> **Written instruction A**
Count the lines in the listing below that contain the word "window". Reply with only the number.

> **Supplied text**
++++

> As an attempt to start a discussion, I am posting this to ask: do we all
> really agree that there should be a new standard for descriptive data
> based on XML, as a substitute for DELTA (as well as NEXUS and XDF)? Or
> should we instead just try to improve one of the existing formats?
>>>From a purely technological perspective I'm convinced that XML is an
excellent mechanism for describing structured data - which is what
much of DELTA is all about.
Standardising on something like XML means that custom parsers/parsing
routines can be eliminated, making it much easier to write software
to manipulate the information. I've already run over these issues
in my web page on XDELTA.
> As of myself, when I first read the specifications of "XDELTA", I was
under
> the impression that in some way the DELTA format as we know it would
> then become obsolete... But what of NEXUS, or XDF? Has anyone considered
> of the integration of these formats plus DELTA into a single new,
> XML-based, format for descriptive data?
:) I didn't mean to imply that, just that using XML would provide a
better underlying data format.
The reason I've been holding fire on additional work is that I believe that
a proper requirements analysis needs to be done to decide what data needs
to be captured by the standard - does DELTA meet all the current
requirements
of taxonomists? Are there other standards (e.g. NEXUS, etc) which are better
suited to some applications/data? Can these be integrated into a single
new standard (or modular standard)?
As a computer scientist rather than a taxonomist I don't feel qualified
to address these issues, as I'm not working with this data on a daily
basis.
Perhaps we should start by building a list of requirements and then
measuring DELTA, NEXUS, etc against them to see whether they meet
them. If they do - then theres no reason for change, if they don't
then it may be time for a new standard. XML is only one possible
'syntax' for such a standard, but its one which has a lot of
software support.
Note that when I refer to DELTA I refer to the data/file format
specifically and not the application software. These should be
evaluated separately.
So, what do people see as the basic requirements for this kind
of format?
- ease of use (i.e. authoring)
- ease of processing (parsing, validating, reading, converting)
- ease of sharing (i.e. distribution)
- open-ness (i.e. proprietary/non-proprietary)
- ease of extensibility (i.e. ability to add more information cleanly at a
later
data)
- internationalization
- un-abiguity of data representation
- unlimited size of data sets? (i.e. any limitation on character names,
lengths, item names, numbers, etc)
What types of data need to be modelled by the format? (this can
be a post-requirements gathering step, but some consideration needs
to be given early on to measure the 'success' of the current
formats)
- what types of characters? (real, integer, text, etc)
- what types of data (text, images, other formats?)
Just some thoughts.
L.

++++

> **Data for this exercise**

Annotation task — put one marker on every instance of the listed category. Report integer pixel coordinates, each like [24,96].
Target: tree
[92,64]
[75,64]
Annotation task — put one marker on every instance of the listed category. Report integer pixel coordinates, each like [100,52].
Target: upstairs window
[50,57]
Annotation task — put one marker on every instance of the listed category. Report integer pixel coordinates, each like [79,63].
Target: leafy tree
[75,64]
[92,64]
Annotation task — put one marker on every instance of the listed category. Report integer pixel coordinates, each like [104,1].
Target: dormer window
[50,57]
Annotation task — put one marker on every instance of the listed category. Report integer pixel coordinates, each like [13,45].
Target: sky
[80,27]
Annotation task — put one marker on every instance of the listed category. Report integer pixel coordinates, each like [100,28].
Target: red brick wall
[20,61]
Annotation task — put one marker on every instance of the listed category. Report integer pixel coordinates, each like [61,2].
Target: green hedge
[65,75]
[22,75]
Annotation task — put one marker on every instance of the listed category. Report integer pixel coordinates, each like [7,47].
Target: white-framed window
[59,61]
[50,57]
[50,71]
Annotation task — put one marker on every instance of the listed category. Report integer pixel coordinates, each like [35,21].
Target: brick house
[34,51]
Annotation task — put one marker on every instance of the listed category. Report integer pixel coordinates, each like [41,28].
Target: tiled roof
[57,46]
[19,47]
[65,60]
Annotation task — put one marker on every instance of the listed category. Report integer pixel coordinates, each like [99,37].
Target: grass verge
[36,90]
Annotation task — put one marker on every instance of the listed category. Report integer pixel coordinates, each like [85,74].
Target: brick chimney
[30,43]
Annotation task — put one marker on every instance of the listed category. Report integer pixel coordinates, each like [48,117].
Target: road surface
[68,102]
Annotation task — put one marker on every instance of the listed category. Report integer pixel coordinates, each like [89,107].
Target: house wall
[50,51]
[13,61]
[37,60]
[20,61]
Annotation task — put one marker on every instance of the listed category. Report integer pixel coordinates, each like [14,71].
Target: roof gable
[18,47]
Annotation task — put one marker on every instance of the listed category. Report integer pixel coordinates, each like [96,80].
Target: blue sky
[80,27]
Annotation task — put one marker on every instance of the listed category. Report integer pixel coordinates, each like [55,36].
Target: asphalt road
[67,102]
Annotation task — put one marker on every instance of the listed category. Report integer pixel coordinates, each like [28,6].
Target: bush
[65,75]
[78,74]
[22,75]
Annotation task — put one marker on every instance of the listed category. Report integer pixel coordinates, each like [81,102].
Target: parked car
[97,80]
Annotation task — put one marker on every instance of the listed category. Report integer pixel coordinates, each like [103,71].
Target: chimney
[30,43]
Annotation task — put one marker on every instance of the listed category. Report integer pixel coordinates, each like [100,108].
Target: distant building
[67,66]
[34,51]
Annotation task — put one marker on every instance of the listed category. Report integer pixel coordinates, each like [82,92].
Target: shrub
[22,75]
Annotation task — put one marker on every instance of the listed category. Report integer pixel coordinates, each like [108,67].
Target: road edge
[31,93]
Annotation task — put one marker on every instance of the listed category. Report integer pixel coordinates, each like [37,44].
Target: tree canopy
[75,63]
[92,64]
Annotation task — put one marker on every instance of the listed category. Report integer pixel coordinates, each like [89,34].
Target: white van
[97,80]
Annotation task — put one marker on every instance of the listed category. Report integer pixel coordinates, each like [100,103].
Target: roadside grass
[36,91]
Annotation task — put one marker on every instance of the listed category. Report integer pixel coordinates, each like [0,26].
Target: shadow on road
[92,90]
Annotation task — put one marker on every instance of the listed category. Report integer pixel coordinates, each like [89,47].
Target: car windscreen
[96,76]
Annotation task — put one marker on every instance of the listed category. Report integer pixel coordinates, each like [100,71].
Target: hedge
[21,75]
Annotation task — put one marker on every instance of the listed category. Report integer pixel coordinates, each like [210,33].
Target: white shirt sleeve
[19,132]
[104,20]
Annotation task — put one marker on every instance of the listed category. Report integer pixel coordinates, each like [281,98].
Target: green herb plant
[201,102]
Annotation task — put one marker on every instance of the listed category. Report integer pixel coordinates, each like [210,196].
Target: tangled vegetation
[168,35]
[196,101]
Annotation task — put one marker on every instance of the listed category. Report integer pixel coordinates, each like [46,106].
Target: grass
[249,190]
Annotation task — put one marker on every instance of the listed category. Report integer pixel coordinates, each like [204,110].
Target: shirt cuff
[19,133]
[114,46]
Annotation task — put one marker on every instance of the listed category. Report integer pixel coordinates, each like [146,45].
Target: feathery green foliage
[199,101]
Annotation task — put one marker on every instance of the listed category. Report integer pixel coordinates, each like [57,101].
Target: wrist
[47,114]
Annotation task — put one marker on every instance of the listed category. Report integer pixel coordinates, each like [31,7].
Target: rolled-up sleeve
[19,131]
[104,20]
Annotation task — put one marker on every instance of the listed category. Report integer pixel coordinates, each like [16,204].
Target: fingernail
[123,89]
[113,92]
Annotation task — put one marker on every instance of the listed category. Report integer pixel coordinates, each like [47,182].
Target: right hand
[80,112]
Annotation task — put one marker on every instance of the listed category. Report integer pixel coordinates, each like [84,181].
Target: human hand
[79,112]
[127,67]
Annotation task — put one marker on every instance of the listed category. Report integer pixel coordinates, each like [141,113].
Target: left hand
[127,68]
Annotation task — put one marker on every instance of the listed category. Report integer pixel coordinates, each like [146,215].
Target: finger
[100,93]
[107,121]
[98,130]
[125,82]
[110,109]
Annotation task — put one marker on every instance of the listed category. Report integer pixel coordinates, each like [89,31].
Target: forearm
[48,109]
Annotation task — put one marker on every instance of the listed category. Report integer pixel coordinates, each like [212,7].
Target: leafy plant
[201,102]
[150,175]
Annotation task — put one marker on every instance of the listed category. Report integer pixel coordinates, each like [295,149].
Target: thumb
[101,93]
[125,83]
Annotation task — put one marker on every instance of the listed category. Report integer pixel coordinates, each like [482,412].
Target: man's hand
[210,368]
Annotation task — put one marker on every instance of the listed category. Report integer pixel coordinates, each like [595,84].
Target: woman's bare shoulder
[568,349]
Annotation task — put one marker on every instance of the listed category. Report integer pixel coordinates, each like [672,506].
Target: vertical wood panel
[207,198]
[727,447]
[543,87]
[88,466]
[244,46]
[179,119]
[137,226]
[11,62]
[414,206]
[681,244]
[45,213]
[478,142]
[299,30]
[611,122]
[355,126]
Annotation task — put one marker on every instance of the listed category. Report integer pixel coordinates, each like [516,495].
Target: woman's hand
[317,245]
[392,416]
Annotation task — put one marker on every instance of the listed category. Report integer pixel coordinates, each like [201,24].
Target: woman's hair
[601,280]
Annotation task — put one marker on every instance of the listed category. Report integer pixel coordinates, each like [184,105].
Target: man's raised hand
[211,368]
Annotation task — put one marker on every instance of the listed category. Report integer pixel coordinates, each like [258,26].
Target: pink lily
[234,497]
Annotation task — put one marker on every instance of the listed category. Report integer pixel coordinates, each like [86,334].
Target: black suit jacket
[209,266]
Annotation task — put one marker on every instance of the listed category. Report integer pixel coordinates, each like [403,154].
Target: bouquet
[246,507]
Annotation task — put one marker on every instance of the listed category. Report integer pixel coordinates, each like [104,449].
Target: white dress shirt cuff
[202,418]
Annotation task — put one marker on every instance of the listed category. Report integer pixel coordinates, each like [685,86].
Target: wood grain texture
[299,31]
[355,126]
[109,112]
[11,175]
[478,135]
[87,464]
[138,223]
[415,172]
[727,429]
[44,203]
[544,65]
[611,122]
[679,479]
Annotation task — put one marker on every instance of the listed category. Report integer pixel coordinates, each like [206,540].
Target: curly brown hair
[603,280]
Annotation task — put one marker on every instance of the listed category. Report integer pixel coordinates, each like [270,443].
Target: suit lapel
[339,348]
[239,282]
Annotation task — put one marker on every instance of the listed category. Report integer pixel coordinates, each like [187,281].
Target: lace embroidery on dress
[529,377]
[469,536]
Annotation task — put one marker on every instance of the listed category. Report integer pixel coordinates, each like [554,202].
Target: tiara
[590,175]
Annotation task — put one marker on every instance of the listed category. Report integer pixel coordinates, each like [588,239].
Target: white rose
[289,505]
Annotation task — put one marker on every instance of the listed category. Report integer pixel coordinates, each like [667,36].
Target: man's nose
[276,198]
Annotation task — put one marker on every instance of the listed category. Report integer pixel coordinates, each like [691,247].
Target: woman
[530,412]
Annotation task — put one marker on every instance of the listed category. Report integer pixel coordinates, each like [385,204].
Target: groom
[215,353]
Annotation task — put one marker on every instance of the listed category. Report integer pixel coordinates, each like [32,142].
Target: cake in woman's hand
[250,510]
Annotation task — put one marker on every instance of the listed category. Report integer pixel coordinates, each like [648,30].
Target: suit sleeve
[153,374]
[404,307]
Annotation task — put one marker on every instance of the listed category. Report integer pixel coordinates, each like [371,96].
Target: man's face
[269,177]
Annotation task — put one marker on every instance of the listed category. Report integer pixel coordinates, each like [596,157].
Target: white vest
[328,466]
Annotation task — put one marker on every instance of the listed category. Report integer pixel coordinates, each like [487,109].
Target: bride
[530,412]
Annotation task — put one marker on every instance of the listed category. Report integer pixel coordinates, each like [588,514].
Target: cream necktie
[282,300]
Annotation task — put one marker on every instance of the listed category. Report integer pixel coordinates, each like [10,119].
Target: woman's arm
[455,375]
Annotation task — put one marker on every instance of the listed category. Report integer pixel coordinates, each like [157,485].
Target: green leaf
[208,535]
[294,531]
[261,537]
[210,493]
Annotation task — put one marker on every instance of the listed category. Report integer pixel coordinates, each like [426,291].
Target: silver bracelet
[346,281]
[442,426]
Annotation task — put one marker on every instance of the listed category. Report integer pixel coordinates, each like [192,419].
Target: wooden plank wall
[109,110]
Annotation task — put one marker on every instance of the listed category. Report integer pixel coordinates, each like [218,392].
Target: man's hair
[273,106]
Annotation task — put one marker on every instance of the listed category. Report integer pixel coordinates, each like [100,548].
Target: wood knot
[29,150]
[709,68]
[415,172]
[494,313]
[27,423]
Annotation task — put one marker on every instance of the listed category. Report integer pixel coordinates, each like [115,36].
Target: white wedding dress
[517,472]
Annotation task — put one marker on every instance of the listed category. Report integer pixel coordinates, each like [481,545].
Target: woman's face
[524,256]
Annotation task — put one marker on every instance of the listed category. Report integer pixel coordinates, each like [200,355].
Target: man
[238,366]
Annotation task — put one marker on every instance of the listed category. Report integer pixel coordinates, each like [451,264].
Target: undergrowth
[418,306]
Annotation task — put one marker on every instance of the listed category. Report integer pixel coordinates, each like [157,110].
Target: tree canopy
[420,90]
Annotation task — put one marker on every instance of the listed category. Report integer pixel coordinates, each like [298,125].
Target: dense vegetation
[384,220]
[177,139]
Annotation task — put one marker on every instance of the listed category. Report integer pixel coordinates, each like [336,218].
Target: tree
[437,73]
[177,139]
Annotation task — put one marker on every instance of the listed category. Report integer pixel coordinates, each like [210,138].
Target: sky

++++

> **Written instruction B**
In the forum post, what does the writer mean when referring to DELTA?

> **Exercise solution A**
3

> **Exercise solution B**
The data/file format specifically, not the application software.